__PROBLEM STATEMENT__
Please rewrite all of the material below, requests included, offsetting every bounding-box coordinate in the answers by adding 135 to it. Leave the wording of the requests unchanged.

__RECORDS FOR THE EXERCISE__
※

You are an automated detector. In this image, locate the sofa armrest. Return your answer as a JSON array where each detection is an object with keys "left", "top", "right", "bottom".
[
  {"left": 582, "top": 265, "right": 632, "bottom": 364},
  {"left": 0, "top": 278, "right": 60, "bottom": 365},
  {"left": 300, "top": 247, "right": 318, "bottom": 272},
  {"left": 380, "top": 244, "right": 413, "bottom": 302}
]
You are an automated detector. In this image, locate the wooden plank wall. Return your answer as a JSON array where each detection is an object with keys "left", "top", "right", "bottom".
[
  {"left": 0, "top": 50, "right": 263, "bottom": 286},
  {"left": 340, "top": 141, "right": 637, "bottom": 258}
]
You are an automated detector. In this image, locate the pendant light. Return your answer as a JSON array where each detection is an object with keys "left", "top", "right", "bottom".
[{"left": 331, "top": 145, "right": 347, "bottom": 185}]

※

__WORKED SOLUTION__
You are an automated detector. In this image, locate the sofa armrest. Return your answer as a JSON array where each detection is an object with keys "left", "top", "right", "bottom".
[
  {"left": 717, "top": 400, "right": 767, "bottom": 499},
  {"left": 135, "top": 413, "right": 195, "bottom": 500},
  {"left": 435, "top": 382, "right": 453, "bottom": 407},
  {"left": 515, "top": 379, "right": 548, "bottom": 437}
]
You are an automated detector. In this image, locate the wooden plank wall. Return your answer as a JSON array where each detection is an object with keys "left", "top", "right", "bottom".
[
  {"left": 135, "top": 185, "right": 398, "bottom": 421},
  {"left": 475, "top": 276, "right": 772, "bottom": 393}
]
You are an automated detector. In this image, locate the pendant light. Return your answer as a JSON array where each detection is an object with keys "left", "top", "right", "bottom".
[{"left": 466, "top": 280, "right": 482, "bottom": 320}]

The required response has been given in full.